- _STUDY QUESTIONS_
1 > Answer these questions from the O'Donnell biography excerpt:
(a) On what date did O'Donnell first fill in for Scott Pelley on the CBS Evening News?
(b) Who was ultimately selected as host of CBS Evening News when O'Donnell was being considered in 2025?
(c) At which university did O'Donnell and Geoff Tracy meet?
2 > List every child of O'Donnell and Tracy named in the O'Donnell biography excerpt.

- _DOCUMENT SEGMENT_
O'Donnell worked as a staff writer for Roll Call, where she covered Congress. She spent twelve years of her career at the NBC networks. A commentator for the Today Show, Chief Washington Correspondent for MSNBC, and a White House correspondent for NBC News, O'Donnell was also a contributing anchor for MSNBC Live and an anchor on Weekend Today. O'Donnell reported for various NBC News broadcasts, including NBC Nightly News, The Today Show, Dateline NBC, and MSNBC. O'Donnell filled in for Chris Matthews as host of Hardball with Chris Matthews and was a regular pundit for The Chris Matthews Show.

Since joining CBS, she has served as anchor in several of its highest-rated shows, filling in for Scott Pelley on the CBS Evening News multiple times, the first being October 10, 2011. She was chief White House correspondent in 2011 and 2012, and became a co-anchor on CBS This Morning in fall of 2012. On May 6, 2019, Susan Zirinsky, president of CBS News, announced that O'Donnell had been named anchor and managing editor of the CBS Evening News beginning on July 15, 2019, and also would be the lead anchor of political events for the network and continue as a contributing correspondent for 60 Minutes. She became the third woman after Connie Chung and Katie Couric to serve as the program's weeknight anchor. Her last broadcast of CBS This Morning was on May 16, 2019. On April 8, 2022, O'Donnell extended her contract with CBS News to remain as anchor of CBS Evening News, through the 2024 election and afterward. In May 2024, O'Donnell interviewed Pope Francis in Vatican City for 60 Minutes. The interview made headlines for the Pope's discussion of surrogacy, gay marriage and female priests.

In July 2024, O'Donnell announced that her tenure at CBS Evening News would end following the 2024 United States presidential election, after which she would become a senior correspondent for CBS News. On November 22, 2024, she announced that she would be leaving CBS Evening News on January 24, 2025, which was later moved up to January 23, 2025, due to the coverage of the 2025 Farmers Insurance Open.

In October 2025, it was reported that Bari Weiss, the new Editor-in-Chief of CBS News, was considering O’Donnell to return as host of CBS Evening News. However, Tony Dokoupil was ultimately selected for the role.

In July 2026, 60 Minutes executive producer Nick Bilton announced in an employee memo that O'Donnell had been promoted to full-time correspondent for the broadcast.

On September 3, 2026 CBS announced that Norah O'Donnell has been named Co-Anchor of CBS Mornings alongside Gayle King and Nate Burleson starting on September 8, 2026.

O’Donnell effectively fills the third seat previously occupied by Tony Dokoupil, who moved to the CBS Evening News. CBS Mornings executive producer Jon Tower characterized O’Donnell's return as a “homecoming” and emphasized the established chemistry between King and O’Donnell.

==Personal life==
===Family===
O'Donnell lives in Washington, D.C., and New York City's Upper West Side neighborhood with her husband, restaurateur Geoff Tracy (owner of D.C. restaurant Chef Geoff's), whom she married in June 2001. They met while attending Georgetown University together. On May 20, 2007, O'Donnell and Tracy became the parents of twins, whom they named Grace and Henry. Their third child, daughter Riley Norah Tracy, was born on July 5, 2008. O'Donnell said that her daughter's first name had been suggested by Tim Russert, who died three weeks prior to Riley's birth. O'Donnell and Tracy made a cookbook for parents titled Baby Love: Healthy, Easy, Delicious Meals for Your Baby and Toddler, released on August 31, 2010.

(Recorded data)
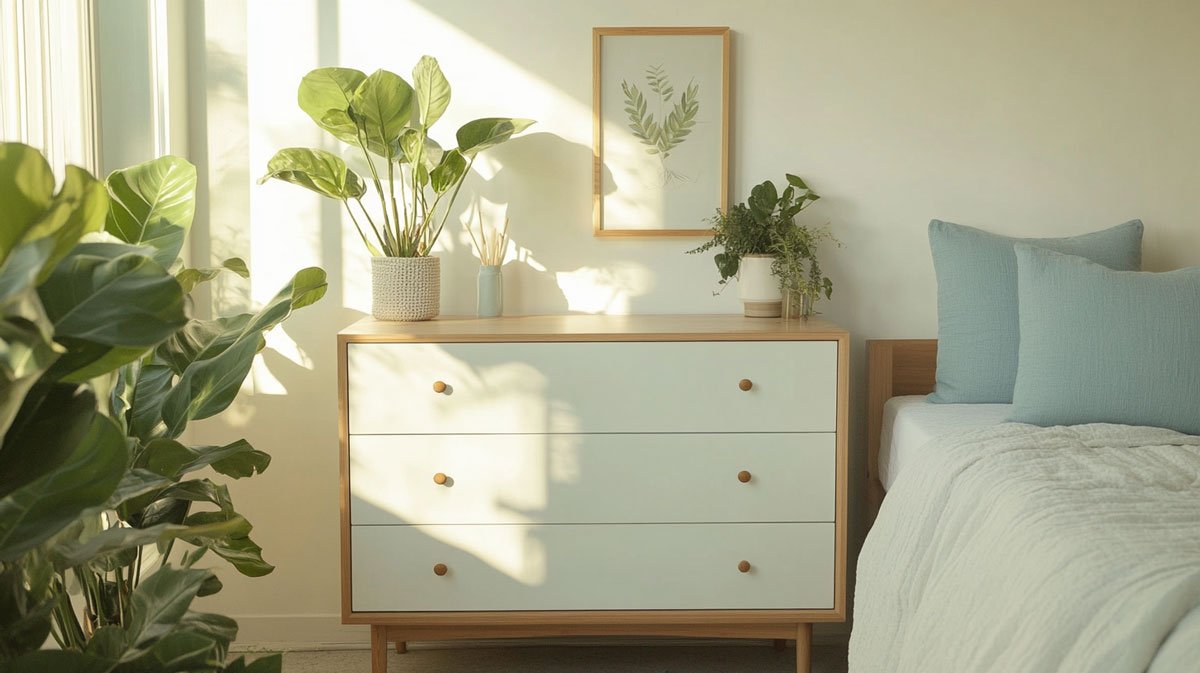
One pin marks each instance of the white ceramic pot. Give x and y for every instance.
(406, 288)
(759, 288)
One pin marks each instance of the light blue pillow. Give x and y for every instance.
(1103, 346)
(977, 331)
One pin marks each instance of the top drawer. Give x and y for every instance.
(601, 386)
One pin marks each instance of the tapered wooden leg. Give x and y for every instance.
(378, 649)
(804, 649)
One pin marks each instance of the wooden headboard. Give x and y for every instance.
(894, 366)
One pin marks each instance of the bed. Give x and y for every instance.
(1013, 547)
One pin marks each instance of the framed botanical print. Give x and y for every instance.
(660, 130)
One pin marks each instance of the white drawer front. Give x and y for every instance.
(647, 566)
(582, 388)
(592, 478)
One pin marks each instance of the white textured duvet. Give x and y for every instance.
(1024, 550)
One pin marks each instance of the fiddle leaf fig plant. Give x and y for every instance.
(388, 121)
(101, 370)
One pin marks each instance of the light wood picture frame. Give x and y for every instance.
(660, 144)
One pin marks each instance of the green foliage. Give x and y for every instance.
(101, 370)
(661, 136)
(385, 116)
(766, 224)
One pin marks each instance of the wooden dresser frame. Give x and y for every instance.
(894, 366)
(779, 625)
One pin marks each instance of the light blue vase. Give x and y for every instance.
(491, 292)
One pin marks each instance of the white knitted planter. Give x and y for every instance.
(406, 288)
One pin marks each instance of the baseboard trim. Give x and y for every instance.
(303, 632)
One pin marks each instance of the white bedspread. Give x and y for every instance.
(1023, 550)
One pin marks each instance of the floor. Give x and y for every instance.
(574, 659)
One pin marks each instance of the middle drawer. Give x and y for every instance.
(448, 479)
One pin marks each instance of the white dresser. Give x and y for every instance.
(570, 475)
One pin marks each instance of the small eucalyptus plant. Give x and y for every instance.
(388, 120)
(766, 224)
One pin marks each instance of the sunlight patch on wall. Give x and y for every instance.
(604, 290)
(287, 229)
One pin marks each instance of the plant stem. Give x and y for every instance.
(375, 178)
(403, 199)
(357, 226)
(391, 192)
(371, 222)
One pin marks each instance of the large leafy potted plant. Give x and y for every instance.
(102, 518)
(772, 257)
(385, 118)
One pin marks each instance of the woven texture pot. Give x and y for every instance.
(406, 288)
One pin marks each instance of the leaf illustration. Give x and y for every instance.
(660, 137)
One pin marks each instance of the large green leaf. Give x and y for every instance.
(39, 510)
(45, 433)
(109, 304)
(159, 604)
(238, 460)
(145, 404)
(79, 208)
(483, 133)
(383, 103)
(201, 340)
(191, 277)
(111, 540)
(27, 346)
(448, 173)
(331, 89)
(136, 482)
(25, 606)
(317, 170)
(24, 354)
(27, 188)
(217, 626)
(172, 458)
(124, 299)
(179, 652)
(154, 204)
(209, 386)
(432, 91)
(306, 288)
(244, 554)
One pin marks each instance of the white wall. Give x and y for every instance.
(1025, 118)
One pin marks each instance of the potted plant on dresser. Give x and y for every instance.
(414, 179)
(772, 257)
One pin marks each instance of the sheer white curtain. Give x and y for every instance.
(47, 79)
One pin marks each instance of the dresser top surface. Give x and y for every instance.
(594, 328)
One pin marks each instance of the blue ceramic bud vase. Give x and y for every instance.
(491, 292)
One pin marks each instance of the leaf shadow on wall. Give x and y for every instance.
(543, 185)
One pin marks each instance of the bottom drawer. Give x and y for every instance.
(593, 566)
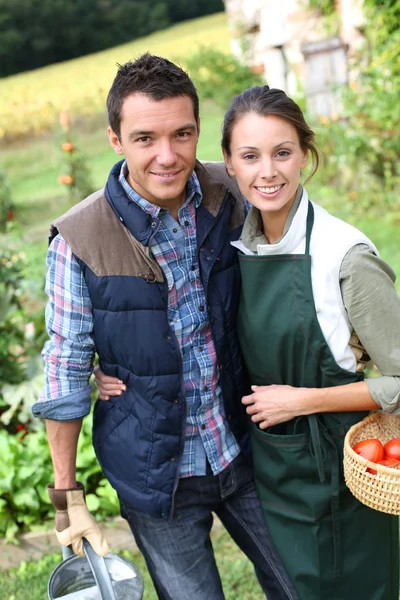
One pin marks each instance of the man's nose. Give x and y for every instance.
(166, 155)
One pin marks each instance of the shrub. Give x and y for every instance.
(220, 76)
(76, 175)
(6, 203)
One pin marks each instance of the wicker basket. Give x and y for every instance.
(380, 491)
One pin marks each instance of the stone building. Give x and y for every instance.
(296, 48)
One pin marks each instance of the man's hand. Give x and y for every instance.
(108, 386)
(74, 521)
(273, 404)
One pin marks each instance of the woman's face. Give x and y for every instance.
(266, 159)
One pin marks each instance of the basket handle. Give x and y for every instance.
(99, 570)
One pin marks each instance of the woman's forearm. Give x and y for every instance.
(273, 404)
(343, 398)
(63, 441)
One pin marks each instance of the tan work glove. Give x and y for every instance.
(74, 521)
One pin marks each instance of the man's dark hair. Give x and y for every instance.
(153, 76)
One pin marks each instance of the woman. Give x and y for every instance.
(309, 279)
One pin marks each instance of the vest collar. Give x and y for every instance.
(142, 225)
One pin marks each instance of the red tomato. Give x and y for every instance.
(392, 449)
(394, 463)
(370, 449)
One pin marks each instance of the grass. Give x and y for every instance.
(30, 579)
(31, 102)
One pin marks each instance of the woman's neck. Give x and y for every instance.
(273, 224)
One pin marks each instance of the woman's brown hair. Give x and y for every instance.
(264, 101)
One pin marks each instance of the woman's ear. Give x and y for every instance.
(305, 159)
(228, 164)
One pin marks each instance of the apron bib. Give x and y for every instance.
(333, 547)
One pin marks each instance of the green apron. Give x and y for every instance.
(332, 546)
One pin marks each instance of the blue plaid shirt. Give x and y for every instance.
(69, 353)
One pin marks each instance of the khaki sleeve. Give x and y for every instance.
(373, 308)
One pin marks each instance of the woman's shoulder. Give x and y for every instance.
(330, 231)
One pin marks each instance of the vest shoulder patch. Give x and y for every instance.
(97, 237)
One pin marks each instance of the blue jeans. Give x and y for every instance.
(179, 554)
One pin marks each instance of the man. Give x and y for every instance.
(143, 273)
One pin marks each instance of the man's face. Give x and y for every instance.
(159, 140)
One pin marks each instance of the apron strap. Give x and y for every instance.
(310, 223)
(318, 431)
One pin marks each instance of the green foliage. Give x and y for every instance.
(21, 336)
(30, 39)
(220, 76)
(25, 471)
(11, 322)
(6, 204)
(361, 145)
(29, 580)
(76, 174)
(326, 7)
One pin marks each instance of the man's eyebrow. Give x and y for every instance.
(136, 133)
(285, 142)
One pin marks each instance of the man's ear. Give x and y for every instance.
(228, 164)
(305, 159)
(114, 141)
(198, 128)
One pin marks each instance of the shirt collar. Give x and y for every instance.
(193, 193)
(252, 234)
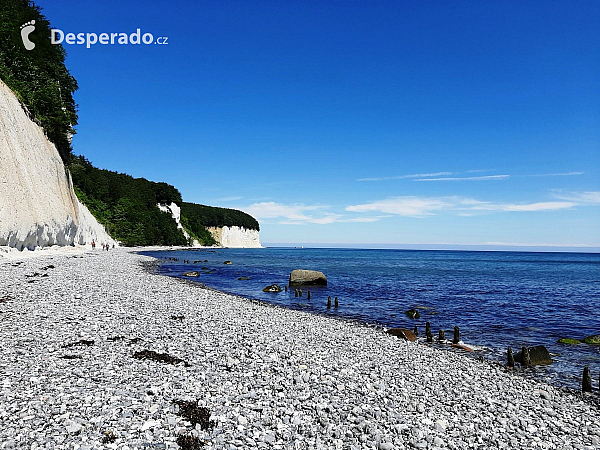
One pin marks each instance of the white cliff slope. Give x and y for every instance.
(235, 237)
(38, 207)
(175, 212)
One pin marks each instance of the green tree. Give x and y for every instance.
(39, 76)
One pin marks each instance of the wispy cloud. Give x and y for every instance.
(412, 206)
(538, 206)
(585, 198)
(405, 206)
(482, 178)
(402, 177)
(558, 174)
(479, 170)
(361, 219)
(227, 199)
(291, 214)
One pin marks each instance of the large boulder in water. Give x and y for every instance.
(402, 333)
(537, 355)
(300, 277)
(273, 288)
(413, 313)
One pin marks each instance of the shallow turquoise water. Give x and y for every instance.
(498, 299)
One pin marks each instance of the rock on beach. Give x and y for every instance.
(269, 377)
(300, 277)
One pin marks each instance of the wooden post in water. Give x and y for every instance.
(456, 338)
(525, 359)
(586, 384)
(428, 334)
(510, 359)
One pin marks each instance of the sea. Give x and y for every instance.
(497, 299)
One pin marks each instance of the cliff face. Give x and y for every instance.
(235, 237)
(38, 206)
(175, 212)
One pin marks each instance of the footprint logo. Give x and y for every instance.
(26, 30)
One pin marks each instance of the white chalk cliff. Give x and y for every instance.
(235, 237)
(38, 207)
(175, 212)
(232, 237)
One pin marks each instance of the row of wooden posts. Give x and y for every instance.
(298, 293)
(441, 334)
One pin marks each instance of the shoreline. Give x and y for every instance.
(271, 377)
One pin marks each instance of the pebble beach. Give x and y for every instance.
(98, 351)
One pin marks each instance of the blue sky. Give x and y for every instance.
(464, 122)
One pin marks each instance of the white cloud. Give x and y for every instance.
(292, 214)
(429, 206)
(401, 177)
(361, 219)
(586, 198)
(227, 199)
(561, 174)
(404, 206)
(539, 206)
(483, 178)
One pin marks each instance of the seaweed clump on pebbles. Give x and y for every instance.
(195, 414)
(159, 357)
(189, 442)
(80, 342)
(109, 437)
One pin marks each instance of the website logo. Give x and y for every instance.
(136, 38)
(88, 39)
(26, 30)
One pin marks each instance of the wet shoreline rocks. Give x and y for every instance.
(302, 277)
(257, 375)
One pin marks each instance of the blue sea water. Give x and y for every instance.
(498, 299)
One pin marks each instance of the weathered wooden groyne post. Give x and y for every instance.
(525, 359)
(586, 383)
(510, 359)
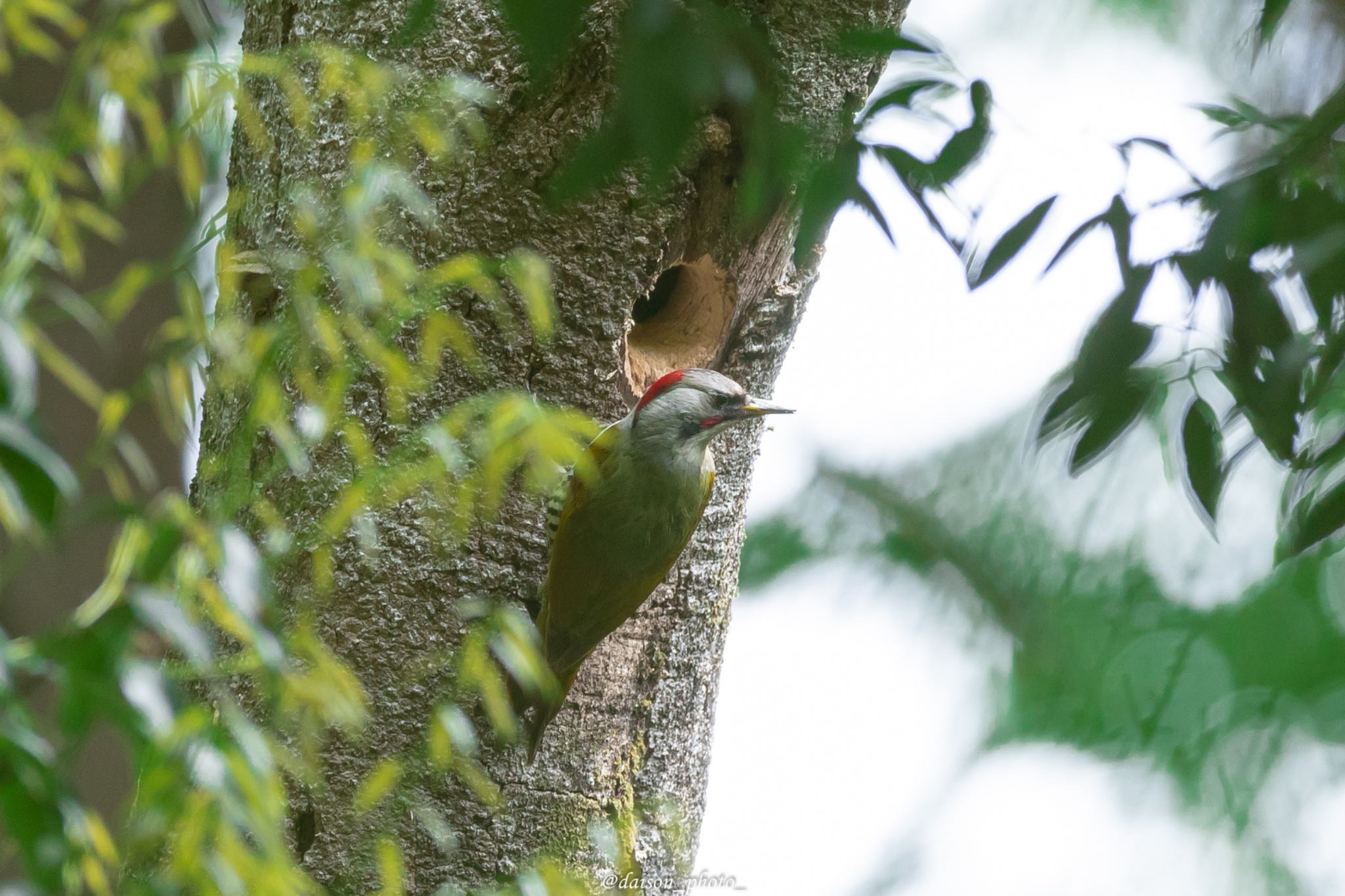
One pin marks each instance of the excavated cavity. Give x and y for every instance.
(681, 322)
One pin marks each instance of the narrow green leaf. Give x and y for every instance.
(1011, 244)
(1202, 449)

- _EXPECTED RESULTS_
1 >
(a) October 10, 2011
(b) Tony Dokoupil
(c) Georgetown University

2 >
Grace
Henry
Riley Norah Tracy